> AIM
Reproduce the data below word for word, from the line containing "corresponds to blueberry." through the line containing "top-left (224, 145), bottom-right (261, 177)", with both of those lines included. Leave any pictures out of your output.

> LISTING
········
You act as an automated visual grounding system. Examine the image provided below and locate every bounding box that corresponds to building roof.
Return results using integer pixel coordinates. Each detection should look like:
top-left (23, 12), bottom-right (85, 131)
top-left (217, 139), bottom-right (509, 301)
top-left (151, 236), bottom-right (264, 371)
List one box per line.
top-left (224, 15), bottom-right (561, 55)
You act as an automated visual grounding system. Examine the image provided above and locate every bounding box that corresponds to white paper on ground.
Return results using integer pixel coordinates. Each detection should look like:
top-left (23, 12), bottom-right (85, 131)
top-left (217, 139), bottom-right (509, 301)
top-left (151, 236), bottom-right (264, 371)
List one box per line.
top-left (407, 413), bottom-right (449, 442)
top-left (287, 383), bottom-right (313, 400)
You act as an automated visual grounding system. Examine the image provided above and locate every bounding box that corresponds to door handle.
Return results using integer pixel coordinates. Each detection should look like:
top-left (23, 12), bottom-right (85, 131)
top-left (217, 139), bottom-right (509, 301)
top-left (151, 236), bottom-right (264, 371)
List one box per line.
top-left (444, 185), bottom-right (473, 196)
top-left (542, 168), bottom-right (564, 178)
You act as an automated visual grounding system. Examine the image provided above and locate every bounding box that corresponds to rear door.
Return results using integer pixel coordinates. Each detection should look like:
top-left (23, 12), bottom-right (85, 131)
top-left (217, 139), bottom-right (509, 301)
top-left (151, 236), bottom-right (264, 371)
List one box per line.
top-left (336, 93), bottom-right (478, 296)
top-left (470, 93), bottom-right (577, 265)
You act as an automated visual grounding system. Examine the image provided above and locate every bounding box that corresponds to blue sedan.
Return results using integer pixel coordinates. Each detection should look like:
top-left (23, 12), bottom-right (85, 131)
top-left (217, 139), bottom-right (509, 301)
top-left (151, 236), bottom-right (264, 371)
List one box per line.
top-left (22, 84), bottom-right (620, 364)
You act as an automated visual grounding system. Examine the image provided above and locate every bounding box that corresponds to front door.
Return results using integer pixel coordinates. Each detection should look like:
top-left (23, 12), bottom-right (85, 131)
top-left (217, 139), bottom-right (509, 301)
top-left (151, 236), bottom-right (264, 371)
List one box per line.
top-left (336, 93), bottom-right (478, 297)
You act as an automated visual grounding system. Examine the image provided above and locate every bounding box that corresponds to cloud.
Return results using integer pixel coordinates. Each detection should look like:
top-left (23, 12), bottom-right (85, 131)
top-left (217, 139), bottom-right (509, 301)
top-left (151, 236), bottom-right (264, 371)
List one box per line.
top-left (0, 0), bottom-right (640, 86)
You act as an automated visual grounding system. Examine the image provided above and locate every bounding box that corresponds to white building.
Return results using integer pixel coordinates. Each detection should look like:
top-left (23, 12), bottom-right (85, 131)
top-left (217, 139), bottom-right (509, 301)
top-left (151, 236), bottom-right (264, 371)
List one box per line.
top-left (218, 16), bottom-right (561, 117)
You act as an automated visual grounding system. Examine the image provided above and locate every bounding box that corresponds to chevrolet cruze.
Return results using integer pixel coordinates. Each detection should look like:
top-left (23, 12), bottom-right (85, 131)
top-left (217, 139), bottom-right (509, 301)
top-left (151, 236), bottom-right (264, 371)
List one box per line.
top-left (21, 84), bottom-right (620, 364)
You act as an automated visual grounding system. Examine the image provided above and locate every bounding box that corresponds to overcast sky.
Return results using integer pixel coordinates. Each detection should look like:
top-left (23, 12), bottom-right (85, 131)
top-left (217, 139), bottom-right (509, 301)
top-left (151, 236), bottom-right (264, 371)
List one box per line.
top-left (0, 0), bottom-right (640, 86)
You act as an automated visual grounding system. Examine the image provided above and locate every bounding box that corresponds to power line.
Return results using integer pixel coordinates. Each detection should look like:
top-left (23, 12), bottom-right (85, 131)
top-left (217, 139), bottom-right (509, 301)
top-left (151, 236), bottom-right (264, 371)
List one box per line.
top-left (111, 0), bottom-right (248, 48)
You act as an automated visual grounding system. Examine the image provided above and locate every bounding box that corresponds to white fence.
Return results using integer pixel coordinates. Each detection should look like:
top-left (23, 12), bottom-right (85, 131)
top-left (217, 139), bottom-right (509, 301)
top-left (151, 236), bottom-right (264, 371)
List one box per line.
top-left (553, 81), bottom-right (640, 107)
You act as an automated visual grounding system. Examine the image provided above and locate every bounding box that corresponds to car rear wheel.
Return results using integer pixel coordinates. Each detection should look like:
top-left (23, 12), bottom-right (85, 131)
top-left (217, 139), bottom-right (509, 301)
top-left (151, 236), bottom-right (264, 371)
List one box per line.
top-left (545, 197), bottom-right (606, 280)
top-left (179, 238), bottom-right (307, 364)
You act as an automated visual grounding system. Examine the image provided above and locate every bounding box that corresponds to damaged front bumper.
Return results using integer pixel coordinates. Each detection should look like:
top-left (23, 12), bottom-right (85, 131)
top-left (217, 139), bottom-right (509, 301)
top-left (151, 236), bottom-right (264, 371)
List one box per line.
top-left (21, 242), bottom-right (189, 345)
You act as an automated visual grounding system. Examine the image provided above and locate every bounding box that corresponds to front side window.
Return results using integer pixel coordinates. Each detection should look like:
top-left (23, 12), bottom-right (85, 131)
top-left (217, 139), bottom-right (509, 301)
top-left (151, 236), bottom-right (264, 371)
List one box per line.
········
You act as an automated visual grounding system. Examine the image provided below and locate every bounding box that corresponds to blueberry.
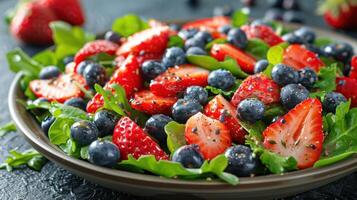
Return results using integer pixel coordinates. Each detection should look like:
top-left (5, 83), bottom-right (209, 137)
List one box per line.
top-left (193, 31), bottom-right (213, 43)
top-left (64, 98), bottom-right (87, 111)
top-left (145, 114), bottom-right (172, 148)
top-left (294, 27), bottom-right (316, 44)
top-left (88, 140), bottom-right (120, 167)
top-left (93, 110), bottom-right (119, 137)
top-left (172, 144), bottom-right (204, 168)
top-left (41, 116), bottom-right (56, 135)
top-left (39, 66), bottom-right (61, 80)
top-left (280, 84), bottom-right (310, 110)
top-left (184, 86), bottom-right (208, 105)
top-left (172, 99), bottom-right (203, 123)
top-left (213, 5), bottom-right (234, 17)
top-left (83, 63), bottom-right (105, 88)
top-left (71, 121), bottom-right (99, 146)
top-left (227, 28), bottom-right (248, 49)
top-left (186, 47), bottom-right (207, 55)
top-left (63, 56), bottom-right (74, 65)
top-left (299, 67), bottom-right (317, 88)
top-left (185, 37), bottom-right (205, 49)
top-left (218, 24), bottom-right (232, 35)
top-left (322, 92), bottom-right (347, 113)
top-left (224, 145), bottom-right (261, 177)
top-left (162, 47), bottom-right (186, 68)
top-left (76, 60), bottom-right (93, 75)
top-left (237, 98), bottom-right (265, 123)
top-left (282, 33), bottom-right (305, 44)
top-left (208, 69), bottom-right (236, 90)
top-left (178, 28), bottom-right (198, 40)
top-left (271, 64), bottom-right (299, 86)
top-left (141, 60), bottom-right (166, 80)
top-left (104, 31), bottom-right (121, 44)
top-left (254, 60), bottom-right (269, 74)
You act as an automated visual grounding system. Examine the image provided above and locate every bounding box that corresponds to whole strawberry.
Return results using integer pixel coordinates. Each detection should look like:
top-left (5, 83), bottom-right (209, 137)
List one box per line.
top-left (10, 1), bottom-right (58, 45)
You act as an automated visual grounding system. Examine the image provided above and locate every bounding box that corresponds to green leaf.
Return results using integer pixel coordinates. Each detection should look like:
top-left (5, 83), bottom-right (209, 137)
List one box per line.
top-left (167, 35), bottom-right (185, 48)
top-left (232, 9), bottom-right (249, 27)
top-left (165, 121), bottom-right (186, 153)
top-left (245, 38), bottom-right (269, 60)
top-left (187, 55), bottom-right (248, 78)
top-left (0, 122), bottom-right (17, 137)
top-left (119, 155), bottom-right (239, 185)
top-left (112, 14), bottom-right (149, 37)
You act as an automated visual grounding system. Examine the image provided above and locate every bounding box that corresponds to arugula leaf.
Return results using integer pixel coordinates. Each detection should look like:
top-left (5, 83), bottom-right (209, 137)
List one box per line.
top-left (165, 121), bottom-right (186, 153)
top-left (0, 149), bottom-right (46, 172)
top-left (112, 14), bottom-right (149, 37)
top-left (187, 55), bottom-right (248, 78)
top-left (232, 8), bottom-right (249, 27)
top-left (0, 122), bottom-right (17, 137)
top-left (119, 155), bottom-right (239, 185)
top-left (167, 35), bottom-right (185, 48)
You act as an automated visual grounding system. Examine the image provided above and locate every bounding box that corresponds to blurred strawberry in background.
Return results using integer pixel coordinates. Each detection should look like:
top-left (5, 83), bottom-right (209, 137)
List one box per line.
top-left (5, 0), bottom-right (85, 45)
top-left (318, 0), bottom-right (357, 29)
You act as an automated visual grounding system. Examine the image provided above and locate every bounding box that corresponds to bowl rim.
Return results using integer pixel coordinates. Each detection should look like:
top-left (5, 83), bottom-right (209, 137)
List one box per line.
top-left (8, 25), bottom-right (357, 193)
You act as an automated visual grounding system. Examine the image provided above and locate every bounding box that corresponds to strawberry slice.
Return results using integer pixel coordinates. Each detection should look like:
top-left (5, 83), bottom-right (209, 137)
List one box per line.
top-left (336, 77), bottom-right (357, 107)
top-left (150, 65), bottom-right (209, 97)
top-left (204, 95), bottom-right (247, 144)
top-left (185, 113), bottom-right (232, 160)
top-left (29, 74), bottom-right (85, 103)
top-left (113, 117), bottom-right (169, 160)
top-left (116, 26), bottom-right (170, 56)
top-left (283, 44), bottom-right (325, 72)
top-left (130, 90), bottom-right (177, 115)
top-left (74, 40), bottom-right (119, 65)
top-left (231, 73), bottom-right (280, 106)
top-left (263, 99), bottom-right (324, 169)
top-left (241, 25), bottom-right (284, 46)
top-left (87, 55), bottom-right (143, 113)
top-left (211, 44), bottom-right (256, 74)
········
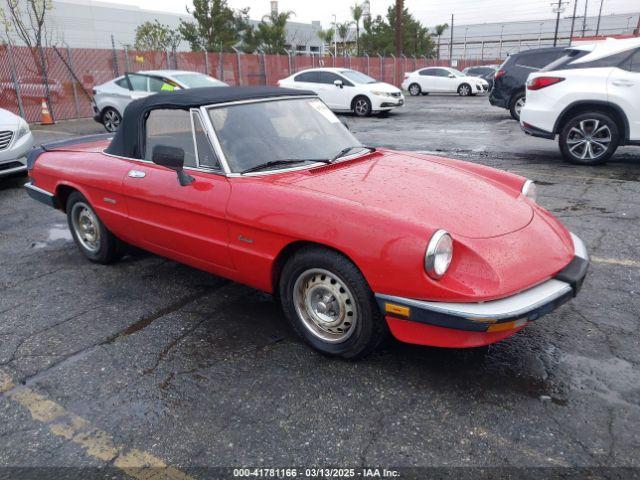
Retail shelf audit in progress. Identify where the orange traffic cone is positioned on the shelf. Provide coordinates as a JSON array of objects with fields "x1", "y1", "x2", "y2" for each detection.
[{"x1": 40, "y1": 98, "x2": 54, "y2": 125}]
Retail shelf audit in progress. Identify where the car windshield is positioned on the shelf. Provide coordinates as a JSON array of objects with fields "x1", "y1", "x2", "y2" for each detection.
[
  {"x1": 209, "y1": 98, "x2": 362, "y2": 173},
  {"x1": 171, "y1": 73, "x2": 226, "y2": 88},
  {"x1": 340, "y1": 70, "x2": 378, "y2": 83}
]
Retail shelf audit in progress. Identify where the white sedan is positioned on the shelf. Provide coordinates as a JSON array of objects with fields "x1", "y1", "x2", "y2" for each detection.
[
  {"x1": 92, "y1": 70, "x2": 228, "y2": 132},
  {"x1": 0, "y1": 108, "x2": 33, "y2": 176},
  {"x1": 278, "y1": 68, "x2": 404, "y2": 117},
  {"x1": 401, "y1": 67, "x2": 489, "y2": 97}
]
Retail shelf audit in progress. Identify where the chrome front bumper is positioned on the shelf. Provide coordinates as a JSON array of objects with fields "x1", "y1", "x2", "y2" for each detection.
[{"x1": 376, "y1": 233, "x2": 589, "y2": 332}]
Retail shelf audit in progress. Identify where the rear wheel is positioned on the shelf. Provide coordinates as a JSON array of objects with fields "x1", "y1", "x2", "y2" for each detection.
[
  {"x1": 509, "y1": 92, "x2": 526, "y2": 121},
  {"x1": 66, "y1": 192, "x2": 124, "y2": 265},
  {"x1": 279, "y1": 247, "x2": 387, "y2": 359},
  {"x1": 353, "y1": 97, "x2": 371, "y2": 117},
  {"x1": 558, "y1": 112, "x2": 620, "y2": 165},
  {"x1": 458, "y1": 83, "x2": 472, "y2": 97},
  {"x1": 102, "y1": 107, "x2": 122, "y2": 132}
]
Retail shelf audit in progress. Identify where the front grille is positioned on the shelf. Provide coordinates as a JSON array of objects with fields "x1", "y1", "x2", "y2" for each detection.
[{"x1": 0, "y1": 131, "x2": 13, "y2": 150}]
········
> EXERCISE RESULT
You act as an automated visual grounding system. Examine the image provided below and locate every bounding box that corresponds to blueberry.
Return results using integer pixel coordinates. Each detection should look like:
top-left (5, 83), bottom-right (209, 137)
List one box per line.
top-left (193, 31), bottom-right (213, 43)
top-left (64, 98), bottom-right (87, 111)
top-left (145, 114), bottom-right (172, 148)
top-left (294, 27), bottom-right (316, 44)
top-left (88, 140), bottom-right (120, 167)
top-left (93, 110), bottom-right (119, 137)
top-left (172, 144), bottom-right (204, 168)
top-left (41, 116), bottom-right (56, 135)
top-left (39, 66), bottom-right (61, 80)
top-left (280, 84), bottom-right (310, 110)
top-left (184, 86), bottom-right (208, 105)
top-left (172, 99), bottom-right (203, 123)
top-left (213, 5), bottom-right (234, 17)
top-left (83, 63), bottom-right (105, 88)
top-left (71, 121), bottom-right (99, 146)
top-left (227, 28), bottom-right (248, 49)
top-left (186, 47), bottom-right (207, 55)
top-left (63, 56), bottom-right (74, 65)
top-left (299, 67), bottom-right (317, 88)
top-left (185, 37), bottom-right (205, 49)
top-left (218, 24), bottom-right (232, 35)
top-left (322, 92), bottom-right (347, 113)
top-left (224, 145), bottom-right (261, 177)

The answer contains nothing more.